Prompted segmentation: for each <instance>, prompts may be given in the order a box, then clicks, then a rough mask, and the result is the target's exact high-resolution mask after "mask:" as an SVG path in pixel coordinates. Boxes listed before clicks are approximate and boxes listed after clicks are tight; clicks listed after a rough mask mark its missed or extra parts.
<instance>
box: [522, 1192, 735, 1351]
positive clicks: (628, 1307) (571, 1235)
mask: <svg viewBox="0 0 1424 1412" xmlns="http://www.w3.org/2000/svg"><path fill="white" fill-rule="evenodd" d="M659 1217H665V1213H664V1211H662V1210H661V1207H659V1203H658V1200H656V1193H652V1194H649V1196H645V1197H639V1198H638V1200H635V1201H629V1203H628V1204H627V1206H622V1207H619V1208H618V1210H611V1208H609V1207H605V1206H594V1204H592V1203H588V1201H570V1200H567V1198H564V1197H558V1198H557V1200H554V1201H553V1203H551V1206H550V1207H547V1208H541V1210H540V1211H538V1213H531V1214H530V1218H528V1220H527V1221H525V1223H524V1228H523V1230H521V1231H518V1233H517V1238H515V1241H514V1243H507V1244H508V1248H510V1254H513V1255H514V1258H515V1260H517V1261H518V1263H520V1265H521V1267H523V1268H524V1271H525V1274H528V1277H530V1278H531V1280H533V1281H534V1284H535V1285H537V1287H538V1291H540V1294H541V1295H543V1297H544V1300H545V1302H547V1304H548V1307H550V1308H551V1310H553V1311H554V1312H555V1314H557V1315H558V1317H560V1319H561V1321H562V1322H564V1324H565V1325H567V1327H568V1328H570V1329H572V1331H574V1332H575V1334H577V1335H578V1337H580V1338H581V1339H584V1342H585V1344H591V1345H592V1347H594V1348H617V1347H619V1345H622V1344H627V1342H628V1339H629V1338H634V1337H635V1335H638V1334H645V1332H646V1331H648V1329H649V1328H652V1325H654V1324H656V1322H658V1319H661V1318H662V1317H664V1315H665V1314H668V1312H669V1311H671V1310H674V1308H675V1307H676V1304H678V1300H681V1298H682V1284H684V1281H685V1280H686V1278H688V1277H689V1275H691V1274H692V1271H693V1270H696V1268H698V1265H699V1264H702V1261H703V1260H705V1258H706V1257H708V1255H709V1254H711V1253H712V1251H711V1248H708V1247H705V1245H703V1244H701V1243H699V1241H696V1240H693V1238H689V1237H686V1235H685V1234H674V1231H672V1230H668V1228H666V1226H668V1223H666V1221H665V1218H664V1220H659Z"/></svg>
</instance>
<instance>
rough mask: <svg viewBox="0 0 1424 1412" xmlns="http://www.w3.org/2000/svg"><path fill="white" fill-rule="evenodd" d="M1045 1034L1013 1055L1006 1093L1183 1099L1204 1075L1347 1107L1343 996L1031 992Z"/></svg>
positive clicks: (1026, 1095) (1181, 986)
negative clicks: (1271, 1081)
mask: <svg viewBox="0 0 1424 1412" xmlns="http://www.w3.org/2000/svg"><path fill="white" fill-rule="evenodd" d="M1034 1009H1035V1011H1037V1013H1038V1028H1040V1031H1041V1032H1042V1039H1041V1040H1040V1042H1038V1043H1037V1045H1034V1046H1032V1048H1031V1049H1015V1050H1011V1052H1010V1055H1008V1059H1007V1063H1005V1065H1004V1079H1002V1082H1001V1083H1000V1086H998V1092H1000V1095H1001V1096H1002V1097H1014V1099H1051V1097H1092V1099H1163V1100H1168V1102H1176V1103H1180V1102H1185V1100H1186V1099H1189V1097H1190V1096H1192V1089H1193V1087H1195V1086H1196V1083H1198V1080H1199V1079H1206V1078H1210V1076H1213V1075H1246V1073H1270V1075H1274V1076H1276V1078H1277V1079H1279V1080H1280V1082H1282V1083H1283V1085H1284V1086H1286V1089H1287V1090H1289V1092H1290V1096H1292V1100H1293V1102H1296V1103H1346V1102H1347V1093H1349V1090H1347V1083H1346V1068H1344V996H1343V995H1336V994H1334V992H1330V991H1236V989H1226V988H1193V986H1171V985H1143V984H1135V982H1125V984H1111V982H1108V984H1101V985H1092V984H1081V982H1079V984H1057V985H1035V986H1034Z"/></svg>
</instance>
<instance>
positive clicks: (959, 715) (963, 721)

### TASK DETAILS:
Recast the records above as a numbered list, one line per item, and leave out any blank lines.

### FINAL ANSWER:
1. Prompted segmentation: for each <instance>, prompts may be given in the order a box, then clicks, then a rough mask, and the result is the target's exact high-resolution mask after "mask:" as an SVG path in pixel coordinates. Boxes listed before clicks are approximate and boxes listed after clicks are tight; clicks listed after a rough mask mark its missed or extra parts.
2. <instance>
3. box: [522, 1192, 735, 1351]
4. positive clicks: (628, 1307) (571, 1235)
5. mask: <svg viewBox="0 0 1424 1412" xmlns="http://www.w3.org/2000/svg"><path fill="white" fill-rule="evenodd" d="M659 1217H665V1213H664V1211H662V1210H661V1207H659V1203H658V1200H656V1193H652V1194H649V1196H645V1197H639V1198H638V1200H635V1201H629V1203H628V1204H627V1206H622V1207H619V1208H618V1210H611V1208H609V1207H605V1206H594V1204H592V1203H588V1201H570V1200H567V1198H564V1197H558V1198H557V1200H554V1201H553V1203H551V1206H550V1207H547V1208H541V1210H540V1211H538V1213H531V1214H530V1218H528V1220H527V1221H525V1223H524V1228H523V1230H521V1231H518V1233H517V1238H515V1241H514V1243H507V1244H508V1248H510V1254H513V1255H514V1258H515V1260H517V1261H518V1263H520V1265H521V1267H523V1268H524V1271H525V1274H528V1277H530V1278H531V1280H533V1281H534V1284H535V1285H537V1287H538V1291H540V1294H541V1295H543V1297H544V1300H545V1302H547V1304H548V1307H550V1308H551V1310H553V1311H554V1312H555V1314H557V1315H558V1317H560V1319H561V1321H562V1322H564V1324H565V1325H567V1327H568V1328H570V1329H572V1331H574V1332H575V1334H577V1335H578V1337H580V1338H581V1339H584V1342H585V1344H591V1345H592V1347H594V1348H617V1347H619V1345H622V1344H627V1342H628V1339H629V1338H634V1337H635V1335H638V1334H645V1332H646V1331H648V1329H649V1328H652V1325H654V1324H656V1322H658V1319H661V1318H662V1317H664V1315H665V1314H668V1312H669V1311H671V1310H674V1308H675V1307H676V1304H678V1300H681V1298H682V1284H684V1281H685V1280H686V1278H688V1277H689V1275H691V1274H692V1271H693V1270H696V1268H698V1265H699V1264H702V1261H703V1260H705V1258H706V1257H708V1255H709V1254H711V1253H712V1251H711V1248H708V1247H705V1245H703V1244H701V1243H699V1241H696V1240H693V1238H689V1237H686V1235H685V1234H674V1231H672V1230H668V1228H666V1226H668V1223H666V1221H665V1218H664V1220H659Z"/></svg>
6. </instance>
7. <instance>
8. rough mask: <svg viewBox="0 0 1424 1412" xmlns="http://www.w3.org/2000/svg"><path fill="white" fill-rule="evenodd" d="M1045 1034L1013 1055L1006 1093L1183 1099L1204 1075L1347 1107L1343 996L1031 992Z"/></svg>
9. positive clicks: (1026, 1095) (1181, 986)
10. negative clicks: (1271, 1081)
11. mask: <svg viewBox="0 0 1424 1412" xmlns="http://www.w3.org/2000/svg"><path fill="white" fill-rule="evenodd" d="M1034 1009H1035V1011H1037V1013H1038V1028H1040V1031H1041V1032H1042V1039H1041V1040H1040V1042H1038V1043H1037V1045H1034V1046H1032V1048H1031V1049H1015V1050H1011V1052H1010V1055H1008V1059H1007V1063H1005V1065H1004V1079H1002V1082H1001V1083H1000V1086H998V1092H1000V1095H1001V1096H1002V1097H1014V1099H1051V1097H1092V1099H1163V1100H1168V1102H1176V1103H1180V1102H1185V1100H1186V1099H1189V1097H1190V1096H1192V1089H1193V1087H1195V1086H1196V1083H1198V1080H1199V1079H1206V1078H1210V1076H1213V1075H1246V1073H1270V1075H1274V1076H1276V1078H1277V1079H1279V1080H1280V1082H1282V1083H1283V1085H1284V1086H1286V1089H1287V1090H1289V1092H1290V1096H1292V1100H1293V1102H1296V1103H1346V1102H1347V1093H1349V1090H1347V1083H1346V1068H1344V996H1343V995H1336V994H1334V992H1330V991H1236V989H1226V988H1193V986H1171V985H1143V984H1135V982H1125V984H1111V982H1108V984H1101V985H1092V984H1081V982H1079V984H1057V985H1035V986H1034Z"/></svg>
12. </instance>
13. <instance>
14. positive clicks: (959, 715) (963, 721)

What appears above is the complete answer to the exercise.